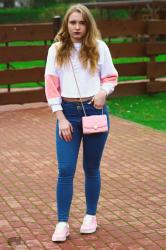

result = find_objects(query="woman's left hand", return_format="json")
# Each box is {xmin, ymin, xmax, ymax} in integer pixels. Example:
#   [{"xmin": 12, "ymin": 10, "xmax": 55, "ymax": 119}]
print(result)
[{"xmin": 91, "ymin": 89, "xmax": 107, "ymax": 109}]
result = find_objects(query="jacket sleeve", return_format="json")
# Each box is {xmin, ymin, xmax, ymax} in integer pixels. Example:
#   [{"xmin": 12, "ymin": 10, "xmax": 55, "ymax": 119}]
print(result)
[
  {"xmin": 45, "ymin": 44, "xmax": 62, "ymax": 112},
  {"xmin": 100, "ymin": 42, "xmax": 118, "ymax": 95}
]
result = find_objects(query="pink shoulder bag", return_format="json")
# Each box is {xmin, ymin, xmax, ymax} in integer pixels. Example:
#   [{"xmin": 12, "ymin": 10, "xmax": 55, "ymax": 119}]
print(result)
[{"xmin": 70, "ymin": 60, "xmax": 108, "ymax": 134}]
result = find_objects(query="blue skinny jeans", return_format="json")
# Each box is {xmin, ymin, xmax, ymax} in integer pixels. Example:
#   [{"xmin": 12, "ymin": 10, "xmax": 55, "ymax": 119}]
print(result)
[{"xmin": 56, "ymin": 101, "xmax": 110, "ymax": 222}]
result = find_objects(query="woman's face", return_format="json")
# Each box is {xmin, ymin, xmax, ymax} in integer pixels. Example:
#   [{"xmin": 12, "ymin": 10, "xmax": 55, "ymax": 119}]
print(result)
[{"xmin": 68, "ymin": 12, "xmax": 87, "ymax": 42}]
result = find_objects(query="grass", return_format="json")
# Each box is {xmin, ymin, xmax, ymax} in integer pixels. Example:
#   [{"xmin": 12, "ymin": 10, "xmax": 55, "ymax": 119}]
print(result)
[
  {"xmin": 0, "ymin": 3, "xmax": 129, "ymax": 24},
  {"xmin": 107, "ymin": 92, "xmax": 166, "ymax": 132}
]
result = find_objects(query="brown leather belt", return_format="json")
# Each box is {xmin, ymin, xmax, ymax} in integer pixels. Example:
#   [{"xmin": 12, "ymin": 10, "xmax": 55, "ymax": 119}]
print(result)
[{"xmin": 62, "ymin": 96, "xmax": 93, "ymax": 102}]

+++

▶ **Challenge**:
Determine how many lines of the items above contain the string "woman", treating uppercase and lowercase letters as distinct. Give only the number.

▶ **Worked solution**:
2